* [LISTED ENTRIES]
=======

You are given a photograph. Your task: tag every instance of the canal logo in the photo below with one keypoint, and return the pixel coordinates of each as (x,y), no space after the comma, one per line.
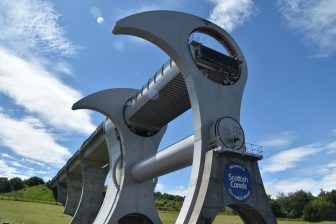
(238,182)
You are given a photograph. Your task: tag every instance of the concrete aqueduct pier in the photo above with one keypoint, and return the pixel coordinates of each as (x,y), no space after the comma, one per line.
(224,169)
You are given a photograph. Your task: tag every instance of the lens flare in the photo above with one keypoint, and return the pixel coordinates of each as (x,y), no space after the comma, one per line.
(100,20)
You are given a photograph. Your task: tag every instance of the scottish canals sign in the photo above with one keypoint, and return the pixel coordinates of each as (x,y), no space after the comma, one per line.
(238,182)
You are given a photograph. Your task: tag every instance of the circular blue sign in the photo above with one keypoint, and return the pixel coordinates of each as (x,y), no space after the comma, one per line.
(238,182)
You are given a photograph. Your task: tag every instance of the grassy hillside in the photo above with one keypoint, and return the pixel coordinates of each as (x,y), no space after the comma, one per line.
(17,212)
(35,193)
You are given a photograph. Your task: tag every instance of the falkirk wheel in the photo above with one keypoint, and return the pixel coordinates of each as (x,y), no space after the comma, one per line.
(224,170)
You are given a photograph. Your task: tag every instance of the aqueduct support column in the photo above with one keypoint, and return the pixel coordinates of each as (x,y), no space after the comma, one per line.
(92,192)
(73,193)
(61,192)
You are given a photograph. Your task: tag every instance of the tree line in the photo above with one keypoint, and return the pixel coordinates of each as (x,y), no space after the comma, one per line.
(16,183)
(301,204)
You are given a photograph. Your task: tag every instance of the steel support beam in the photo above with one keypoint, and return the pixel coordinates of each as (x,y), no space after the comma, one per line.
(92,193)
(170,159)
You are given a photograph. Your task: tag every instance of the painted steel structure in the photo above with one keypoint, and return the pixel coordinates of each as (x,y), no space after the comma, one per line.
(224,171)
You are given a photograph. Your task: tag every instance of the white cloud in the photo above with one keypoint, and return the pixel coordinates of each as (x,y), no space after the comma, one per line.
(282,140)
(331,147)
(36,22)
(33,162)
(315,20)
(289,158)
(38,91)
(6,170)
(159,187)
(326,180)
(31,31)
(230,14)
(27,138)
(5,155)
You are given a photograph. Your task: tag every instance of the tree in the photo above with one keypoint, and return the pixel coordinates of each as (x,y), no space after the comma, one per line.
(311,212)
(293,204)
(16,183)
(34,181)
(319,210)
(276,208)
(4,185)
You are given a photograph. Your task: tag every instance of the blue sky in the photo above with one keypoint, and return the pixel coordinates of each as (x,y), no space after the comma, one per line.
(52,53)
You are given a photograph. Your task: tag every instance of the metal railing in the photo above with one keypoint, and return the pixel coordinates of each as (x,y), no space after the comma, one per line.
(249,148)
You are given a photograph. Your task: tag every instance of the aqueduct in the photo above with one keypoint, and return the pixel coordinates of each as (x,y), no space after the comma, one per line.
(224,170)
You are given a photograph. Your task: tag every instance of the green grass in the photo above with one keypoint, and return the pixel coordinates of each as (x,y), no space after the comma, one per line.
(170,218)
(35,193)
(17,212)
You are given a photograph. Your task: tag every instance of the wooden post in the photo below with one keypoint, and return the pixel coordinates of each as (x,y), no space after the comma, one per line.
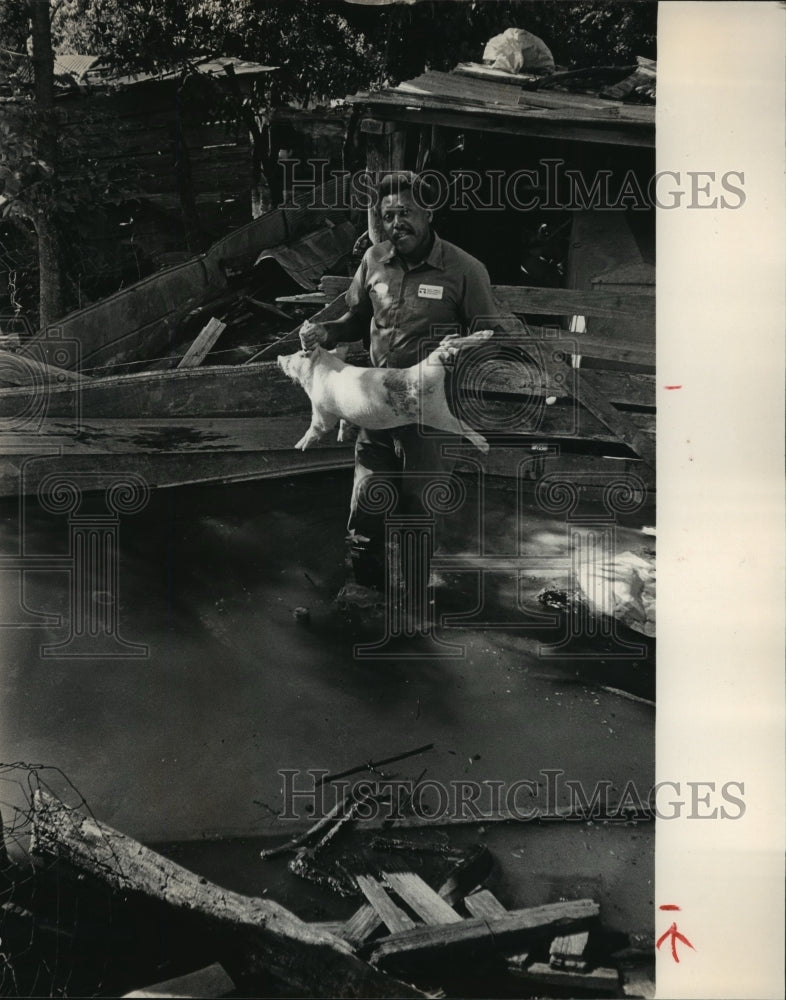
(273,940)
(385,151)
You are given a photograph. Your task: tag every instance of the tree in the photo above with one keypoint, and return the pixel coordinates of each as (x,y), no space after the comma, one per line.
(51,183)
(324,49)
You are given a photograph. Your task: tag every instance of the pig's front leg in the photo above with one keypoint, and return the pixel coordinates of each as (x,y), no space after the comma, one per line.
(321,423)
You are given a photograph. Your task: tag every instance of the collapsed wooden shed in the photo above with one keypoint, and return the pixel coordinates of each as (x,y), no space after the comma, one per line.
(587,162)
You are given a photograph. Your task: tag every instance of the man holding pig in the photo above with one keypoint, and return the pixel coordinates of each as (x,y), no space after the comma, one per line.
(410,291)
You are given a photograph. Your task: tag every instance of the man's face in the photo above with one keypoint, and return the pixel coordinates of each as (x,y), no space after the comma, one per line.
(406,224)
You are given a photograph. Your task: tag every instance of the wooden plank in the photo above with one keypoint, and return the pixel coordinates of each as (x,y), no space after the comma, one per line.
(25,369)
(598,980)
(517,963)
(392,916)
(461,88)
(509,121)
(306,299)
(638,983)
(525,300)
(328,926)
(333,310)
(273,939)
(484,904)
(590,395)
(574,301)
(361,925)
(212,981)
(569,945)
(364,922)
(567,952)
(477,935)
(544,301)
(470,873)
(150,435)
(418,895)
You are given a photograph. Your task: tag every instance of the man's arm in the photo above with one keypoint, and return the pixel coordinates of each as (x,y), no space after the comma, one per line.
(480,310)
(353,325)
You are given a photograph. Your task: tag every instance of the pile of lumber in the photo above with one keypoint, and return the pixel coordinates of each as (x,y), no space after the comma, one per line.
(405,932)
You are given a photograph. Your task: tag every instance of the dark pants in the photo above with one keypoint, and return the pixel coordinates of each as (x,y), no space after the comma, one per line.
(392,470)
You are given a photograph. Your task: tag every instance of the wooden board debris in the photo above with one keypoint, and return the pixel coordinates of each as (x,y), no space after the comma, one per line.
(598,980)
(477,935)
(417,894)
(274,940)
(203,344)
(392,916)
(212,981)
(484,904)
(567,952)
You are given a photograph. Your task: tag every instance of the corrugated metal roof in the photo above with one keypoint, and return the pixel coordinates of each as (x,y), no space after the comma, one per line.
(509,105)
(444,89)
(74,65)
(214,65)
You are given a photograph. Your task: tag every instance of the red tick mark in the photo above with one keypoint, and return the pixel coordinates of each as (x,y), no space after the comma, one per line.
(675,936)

=======

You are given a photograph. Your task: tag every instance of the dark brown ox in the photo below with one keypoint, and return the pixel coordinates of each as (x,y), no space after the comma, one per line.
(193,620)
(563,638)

=======

* [EXERCISE DIRECTIONS]
Copy out every line in the rows above that contains the string "steel". Only matches with the same capitalization count.

* [TASK RESPONSE]
You are given a photograph. Your task: tag every instance of the steel support beam in the photo above with one keypoint, and return the pixel coordinates of each as (x,y), no space after the comma, one per line.
You are given a photograph. Your task: tag every instance of the painted steel structure in the photo above with one keypoint, and return the pixel coordinates of each as (x,y), no space after the comma, one per line.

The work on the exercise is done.